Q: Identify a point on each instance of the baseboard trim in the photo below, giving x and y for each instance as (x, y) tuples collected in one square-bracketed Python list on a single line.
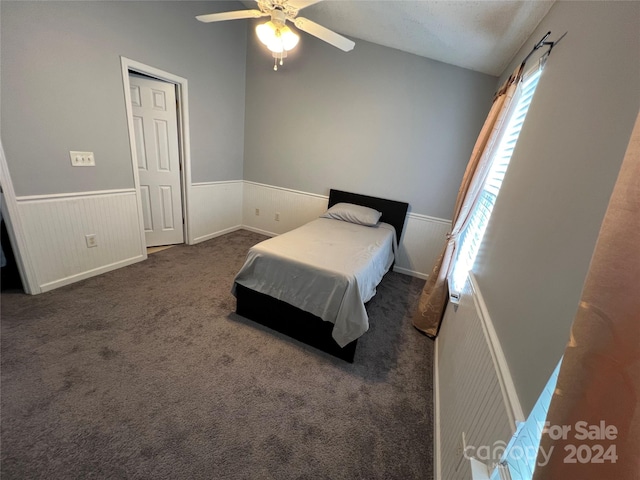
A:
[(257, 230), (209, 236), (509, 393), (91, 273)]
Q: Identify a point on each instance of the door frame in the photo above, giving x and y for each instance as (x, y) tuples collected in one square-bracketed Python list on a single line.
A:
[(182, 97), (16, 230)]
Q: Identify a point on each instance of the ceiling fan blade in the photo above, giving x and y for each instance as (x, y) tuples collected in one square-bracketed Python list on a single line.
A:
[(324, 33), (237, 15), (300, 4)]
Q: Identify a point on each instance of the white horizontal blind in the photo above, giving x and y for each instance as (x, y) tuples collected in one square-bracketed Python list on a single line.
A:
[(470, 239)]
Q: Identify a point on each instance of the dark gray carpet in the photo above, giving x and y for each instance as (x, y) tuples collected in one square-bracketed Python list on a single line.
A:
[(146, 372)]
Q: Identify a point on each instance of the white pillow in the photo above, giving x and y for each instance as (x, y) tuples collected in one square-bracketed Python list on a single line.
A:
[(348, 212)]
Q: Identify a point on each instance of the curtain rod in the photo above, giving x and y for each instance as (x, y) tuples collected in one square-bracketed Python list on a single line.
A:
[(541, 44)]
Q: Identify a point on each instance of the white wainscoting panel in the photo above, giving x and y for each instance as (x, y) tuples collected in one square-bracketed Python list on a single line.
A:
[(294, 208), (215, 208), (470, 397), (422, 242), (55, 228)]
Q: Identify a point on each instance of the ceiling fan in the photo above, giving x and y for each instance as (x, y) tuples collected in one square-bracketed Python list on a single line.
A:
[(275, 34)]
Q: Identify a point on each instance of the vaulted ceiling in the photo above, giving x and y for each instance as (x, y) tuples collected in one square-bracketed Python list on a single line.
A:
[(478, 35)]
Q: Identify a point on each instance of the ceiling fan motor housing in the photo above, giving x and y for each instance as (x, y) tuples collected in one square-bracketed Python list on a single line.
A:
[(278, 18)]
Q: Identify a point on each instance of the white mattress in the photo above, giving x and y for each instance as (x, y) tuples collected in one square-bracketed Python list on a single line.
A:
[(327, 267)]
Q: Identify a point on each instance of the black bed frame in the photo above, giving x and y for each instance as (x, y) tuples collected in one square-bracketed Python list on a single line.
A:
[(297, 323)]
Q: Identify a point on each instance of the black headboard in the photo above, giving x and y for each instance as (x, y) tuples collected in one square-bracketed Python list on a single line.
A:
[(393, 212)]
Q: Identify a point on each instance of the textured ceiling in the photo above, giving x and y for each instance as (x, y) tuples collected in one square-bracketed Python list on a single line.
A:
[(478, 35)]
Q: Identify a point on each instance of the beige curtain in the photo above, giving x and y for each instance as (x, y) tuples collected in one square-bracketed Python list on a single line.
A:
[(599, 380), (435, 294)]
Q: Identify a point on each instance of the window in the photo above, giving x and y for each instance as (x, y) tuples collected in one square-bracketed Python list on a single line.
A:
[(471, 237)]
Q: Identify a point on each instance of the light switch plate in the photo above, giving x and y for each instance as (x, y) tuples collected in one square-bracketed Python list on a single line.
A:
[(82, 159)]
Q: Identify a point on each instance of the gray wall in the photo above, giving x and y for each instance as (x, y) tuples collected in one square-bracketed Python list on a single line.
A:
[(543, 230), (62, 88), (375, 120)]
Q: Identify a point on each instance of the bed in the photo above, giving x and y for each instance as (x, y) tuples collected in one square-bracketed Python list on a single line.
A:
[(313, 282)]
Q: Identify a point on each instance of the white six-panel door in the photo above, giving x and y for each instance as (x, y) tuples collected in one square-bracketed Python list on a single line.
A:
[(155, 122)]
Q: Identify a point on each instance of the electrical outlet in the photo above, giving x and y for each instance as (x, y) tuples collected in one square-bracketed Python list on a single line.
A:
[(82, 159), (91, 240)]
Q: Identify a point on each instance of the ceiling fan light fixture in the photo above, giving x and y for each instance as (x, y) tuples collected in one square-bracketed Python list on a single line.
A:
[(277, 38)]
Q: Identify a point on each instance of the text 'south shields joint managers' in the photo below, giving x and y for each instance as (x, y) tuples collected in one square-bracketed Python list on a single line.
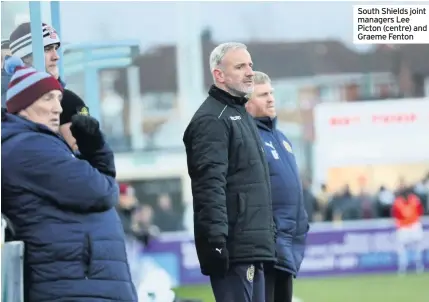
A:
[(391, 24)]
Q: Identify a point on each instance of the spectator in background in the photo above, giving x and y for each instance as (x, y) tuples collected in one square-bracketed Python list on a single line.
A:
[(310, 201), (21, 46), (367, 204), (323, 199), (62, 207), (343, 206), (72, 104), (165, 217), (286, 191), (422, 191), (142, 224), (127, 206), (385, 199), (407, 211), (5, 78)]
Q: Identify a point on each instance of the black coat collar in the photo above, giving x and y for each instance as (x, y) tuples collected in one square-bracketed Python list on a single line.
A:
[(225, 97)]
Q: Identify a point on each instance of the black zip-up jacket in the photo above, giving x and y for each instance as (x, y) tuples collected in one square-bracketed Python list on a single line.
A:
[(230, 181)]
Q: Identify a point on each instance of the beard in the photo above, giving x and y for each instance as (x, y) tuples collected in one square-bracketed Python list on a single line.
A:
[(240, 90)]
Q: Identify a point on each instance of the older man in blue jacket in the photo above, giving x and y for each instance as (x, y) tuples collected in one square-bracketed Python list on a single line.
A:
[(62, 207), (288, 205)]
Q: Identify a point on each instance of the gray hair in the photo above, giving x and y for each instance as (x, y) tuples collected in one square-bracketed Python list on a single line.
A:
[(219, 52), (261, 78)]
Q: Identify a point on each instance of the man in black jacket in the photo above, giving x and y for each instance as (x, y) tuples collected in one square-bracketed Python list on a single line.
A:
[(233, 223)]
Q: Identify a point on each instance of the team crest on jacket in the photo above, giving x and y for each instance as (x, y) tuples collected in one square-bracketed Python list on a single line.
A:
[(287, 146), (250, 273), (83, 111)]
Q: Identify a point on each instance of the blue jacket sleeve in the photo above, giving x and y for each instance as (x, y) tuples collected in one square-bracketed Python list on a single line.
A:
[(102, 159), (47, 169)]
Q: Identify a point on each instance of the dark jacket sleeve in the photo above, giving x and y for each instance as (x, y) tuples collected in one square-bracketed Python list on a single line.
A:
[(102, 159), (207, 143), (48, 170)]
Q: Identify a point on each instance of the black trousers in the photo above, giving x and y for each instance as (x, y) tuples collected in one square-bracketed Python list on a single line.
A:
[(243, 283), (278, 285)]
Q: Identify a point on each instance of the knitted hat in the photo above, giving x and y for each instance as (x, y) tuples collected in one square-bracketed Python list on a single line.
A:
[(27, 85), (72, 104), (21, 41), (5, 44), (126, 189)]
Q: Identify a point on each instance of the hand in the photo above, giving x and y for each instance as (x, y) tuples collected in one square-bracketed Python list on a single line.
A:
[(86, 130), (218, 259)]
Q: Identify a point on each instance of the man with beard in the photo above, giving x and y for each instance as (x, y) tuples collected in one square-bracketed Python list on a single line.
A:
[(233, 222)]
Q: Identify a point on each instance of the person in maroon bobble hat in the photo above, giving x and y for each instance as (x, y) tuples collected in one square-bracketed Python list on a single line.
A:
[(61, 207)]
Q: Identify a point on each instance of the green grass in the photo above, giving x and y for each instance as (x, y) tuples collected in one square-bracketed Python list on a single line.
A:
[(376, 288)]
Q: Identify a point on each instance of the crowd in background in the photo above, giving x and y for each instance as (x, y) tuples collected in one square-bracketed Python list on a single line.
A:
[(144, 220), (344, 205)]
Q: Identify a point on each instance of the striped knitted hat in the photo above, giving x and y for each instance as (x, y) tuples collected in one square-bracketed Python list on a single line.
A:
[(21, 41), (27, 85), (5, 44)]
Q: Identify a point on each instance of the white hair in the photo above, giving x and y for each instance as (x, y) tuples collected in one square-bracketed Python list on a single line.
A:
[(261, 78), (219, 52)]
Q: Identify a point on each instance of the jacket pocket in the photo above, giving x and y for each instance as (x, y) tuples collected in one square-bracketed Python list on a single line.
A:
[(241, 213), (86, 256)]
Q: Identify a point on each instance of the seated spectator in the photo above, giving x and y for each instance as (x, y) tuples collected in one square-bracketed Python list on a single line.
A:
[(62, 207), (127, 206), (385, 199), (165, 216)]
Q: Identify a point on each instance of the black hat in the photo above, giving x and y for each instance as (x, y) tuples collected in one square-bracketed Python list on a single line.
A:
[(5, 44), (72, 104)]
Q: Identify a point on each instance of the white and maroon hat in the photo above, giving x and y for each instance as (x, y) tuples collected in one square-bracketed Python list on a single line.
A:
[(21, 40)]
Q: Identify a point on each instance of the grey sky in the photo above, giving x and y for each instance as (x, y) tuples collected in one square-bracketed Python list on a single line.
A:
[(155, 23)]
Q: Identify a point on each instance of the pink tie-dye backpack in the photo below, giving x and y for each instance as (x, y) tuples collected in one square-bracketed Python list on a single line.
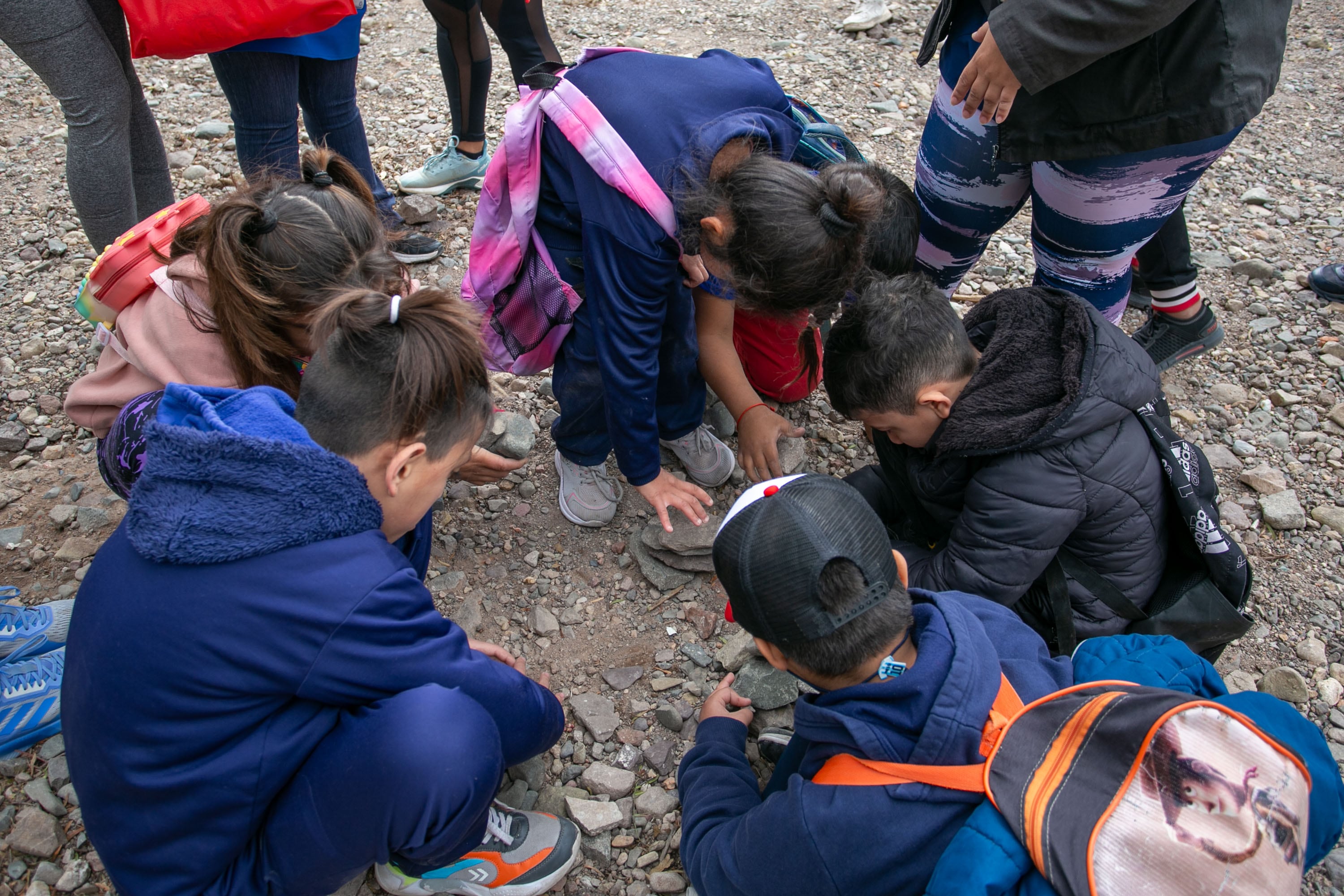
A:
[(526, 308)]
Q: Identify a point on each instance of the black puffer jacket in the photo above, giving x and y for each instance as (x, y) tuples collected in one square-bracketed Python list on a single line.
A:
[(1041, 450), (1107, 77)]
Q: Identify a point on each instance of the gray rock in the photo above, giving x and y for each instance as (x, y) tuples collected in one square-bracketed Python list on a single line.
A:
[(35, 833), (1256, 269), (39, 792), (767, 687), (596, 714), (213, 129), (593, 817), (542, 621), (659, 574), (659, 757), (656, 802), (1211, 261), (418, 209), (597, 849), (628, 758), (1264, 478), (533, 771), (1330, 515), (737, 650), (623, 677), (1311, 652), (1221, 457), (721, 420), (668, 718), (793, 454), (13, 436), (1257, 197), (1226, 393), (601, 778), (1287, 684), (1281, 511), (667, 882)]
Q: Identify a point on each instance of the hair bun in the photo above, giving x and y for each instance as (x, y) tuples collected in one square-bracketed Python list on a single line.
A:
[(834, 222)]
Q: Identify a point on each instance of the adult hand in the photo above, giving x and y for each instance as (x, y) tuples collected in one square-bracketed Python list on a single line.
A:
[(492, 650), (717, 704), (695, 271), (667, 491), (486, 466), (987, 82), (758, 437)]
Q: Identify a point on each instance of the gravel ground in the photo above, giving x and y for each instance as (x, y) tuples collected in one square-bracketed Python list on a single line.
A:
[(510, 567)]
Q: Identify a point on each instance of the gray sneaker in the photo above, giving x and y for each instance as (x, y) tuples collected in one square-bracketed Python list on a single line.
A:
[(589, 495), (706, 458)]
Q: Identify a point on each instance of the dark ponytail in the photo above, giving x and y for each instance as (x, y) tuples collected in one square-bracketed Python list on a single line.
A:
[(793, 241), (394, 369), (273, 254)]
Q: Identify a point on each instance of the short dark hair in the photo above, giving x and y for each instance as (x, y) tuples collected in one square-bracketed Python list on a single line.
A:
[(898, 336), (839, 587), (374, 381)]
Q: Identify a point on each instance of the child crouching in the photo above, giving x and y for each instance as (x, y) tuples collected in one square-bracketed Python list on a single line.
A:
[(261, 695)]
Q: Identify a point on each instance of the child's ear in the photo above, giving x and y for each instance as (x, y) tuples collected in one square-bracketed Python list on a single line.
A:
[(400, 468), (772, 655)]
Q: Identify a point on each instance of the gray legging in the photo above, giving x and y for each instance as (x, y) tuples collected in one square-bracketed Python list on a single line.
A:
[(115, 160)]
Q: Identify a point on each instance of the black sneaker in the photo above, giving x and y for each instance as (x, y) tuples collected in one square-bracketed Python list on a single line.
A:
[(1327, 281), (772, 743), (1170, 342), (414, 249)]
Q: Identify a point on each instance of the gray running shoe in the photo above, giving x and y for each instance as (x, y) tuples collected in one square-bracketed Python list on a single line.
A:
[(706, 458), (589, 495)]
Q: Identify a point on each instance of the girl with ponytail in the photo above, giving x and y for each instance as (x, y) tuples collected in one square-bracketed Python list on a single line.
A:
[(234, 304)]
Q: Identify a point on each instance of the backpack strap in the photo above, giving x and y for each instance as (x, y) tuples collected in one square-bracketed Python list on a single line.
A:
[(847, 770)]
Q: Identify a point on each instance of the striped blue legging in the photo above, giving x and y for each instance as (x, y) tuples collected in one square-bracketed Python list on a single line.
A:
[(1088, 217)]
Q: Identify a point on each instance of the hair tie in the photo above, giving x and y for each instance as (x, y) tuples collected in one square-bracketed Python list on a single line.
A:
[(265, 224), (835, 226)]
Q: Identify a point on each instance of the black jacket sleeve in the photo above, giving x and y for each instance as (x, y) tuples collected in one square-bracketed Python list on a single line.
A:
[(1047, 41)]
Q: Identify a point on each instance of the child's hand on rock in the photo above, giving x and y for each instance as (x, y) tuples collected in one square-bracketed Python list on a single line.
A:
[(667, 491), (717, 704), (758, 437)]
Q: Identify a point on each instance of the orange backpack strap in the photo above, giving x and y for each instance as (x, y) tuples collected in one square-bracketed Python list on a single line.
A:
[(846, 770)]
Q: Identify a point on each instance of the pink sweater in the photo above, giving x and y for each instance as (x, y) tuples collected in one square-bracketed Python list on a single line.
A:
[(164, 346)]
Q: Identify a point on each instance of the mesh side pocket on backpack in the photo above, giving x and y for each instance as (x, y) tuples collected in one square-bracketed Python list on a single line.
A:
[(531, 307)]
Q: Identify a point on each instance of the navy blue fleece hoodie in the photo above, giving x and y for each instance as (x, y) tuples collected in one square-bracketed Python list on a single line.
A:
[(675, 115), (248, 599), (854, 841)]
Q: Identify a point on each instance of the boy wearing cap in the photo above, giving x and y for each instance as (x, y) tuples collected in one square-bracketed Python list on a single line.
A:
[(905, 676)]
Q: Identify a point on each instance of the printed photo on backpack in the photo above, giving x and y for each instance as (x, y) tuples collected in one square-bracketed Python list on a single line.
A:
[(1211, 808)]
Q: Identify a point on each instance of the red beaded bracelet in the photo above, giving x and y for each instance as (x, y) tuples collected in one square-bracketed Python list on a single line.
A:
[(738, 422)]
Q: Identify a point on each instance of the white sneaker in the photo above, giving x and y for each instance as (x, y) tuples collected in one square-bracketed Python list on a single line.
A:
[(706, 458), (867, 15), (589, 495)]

• • •

• **Set exercise**:
Output as a JSON array of strings, one string per line with blank lines skipped, every line from the start of the items through the line containing "[(324, 33), (237, 15), (300, 4)]", both ends included. Omit the pictures.

• **Full answer**:
[
  "Q: Identify a point on each instance of the baseboard trim in the photo below, giving x and y for each instance as (x, y) tuples collected in one square-bracketed Python list on a single line.",
  "A:",
  "[(257, 230), (209, 236), (509, 393), (91, 273)]",
  "Q: Identify a point on each instance of the door frame in the photo above, giving x and y for each instance as (x, y) tuples collected in one square-bracketed Python list on a single line.",
  "A:",
  "[(182, 97), (16, 230)]",
  "Q: Identify a point on each instance of the ceiling fan blade in the photo above, giving x and y for each instance as (x, y) tuples collected in one square-bracketed Python list on a single line.",
  "A:",
  "[(324, 33), (237, 15), (300, 4)]"
]